**To do**:
Your answer should consist only of the lines below from the one with "x=1070 y=279" through the one with "x=150 y=651", copied exactly.
----
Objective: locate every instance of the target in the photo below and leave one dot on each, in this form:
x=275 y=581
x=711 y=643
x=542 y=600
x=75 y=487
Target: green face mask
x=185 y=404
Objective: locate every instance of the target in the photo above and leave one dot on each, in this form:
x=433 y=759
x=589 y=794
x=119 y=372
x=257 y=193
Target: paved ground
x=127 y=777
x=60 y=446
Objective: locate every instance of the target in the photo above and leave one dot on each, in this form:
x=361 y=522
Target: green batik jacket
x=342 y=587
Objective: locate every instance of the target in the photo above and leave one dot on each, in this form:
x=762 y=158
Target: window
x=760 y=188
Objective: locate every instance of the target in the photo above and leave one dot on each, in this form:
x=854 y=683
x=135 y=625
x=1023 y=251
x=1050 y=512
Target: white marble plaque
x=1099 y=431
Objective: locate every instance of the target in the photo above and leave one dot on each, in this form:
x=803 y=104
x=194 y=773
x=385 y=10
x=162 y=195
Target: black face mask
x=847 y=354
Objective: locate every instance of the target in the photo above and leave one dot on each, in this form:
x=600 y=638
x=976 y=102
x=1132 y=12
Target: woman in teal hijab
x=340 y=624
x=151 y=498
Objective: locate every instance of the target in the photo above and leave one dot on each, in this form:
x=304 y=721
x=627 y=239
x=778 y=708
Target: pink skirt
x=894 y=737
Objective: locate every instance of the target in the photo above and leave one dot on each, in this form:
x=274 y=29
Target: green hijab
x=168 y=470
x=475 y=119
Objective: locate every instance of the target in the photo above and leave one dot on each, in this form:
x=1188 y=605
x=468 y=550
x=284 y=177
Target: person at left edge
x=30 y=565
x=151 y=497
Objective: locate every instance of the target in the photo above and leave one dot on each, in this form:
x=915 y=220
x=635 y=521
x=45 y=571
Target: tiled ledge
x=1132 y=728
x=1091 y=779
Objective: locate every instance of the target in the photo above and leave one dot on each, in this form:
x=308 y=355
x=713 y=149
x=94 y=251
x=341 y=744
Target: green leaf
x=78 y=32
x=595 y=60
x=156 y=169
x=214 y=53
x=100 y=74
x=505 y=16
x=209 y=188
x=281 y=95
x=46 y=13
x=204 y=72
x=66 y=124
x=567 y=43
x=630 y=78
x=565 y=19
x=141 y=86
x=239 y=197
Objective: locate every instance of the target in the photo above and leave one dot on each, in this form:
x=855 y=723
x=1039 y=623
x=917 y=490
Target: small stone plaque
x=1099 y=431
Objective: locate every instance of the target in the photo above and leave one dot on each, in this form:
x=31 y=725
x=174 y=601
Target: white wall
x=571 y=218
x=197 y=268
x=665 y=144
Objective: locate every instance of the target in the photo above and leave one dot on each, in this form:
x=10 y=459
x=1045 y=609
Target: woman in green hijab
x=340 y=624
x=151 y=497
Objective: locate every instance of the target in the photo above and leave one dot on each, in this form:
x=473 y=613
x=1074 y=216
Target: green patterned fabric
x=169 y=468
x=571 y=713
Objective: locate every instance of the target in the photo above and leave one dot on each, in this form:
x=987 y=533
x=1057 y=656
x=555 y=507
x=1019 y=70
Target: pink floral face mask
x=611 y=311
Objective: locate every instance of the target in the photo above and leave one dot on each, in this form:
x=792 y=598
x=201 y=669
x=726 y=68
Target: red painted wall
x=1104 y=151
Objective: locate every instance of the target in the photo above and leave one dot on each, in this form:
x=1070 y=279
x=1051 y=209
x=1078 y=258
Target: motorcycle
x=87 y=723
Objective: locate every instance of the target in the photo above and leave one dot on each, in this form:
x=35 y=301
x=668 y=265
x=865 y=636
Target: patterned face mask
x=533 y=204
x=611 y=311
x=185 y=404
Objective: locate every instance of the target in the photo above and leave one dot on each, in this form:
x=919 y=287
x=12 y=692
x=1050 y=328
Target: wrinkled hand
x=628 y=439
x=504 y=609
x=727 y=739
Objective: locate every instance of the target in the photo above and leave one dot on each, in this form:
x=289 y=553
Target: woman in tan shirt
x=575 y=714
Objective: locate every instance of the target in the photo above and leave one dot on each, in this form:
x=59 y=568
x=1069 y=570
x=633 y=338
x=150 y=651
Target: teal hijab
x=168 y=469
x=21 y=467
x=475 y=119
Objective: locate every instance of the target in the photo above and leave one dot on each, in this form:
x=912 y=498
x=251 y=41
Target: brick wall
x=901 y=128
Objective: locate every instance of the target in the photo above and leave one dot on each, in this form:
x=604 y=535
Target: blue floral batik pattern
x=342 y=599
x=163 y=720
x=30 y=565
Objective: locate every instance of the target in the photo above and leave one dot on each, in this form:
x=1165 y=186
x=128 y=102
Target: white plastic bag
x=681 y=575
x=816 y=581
----
**Answer section**:
x=1070 y=279
x=1051 y=209
x=1078 y=258
Target: motorcycle
x=87 y=723
Objective: locate every instance of the target in the photo above and leave one dot on each, in this form:
x=35 y=301
x=668 y=265
x=865 y=636
Target: patterned face mask
x=533 y=204
x=611 y=311
x=185 y=404
Objective: locate every instance of the target in the photo above and leave one dot on each, in this form:
x=919 y=287
x=12 y=692
x=1050 y=328
Target: wrinkled hand
x=628 y=439
x=504 y=609
x=727 y=739
Objective: locate every instance of the target in the photo above and leave one dot on each, in this form:
x=289 y=553
Target: woman in tan shirt
x=575 y=714
Objective: locate every instance of the target in the photo above and leave one dot on each, in this form:
x=59 y=568
x=1069 y=570
x=633 y=338
x=150 y=651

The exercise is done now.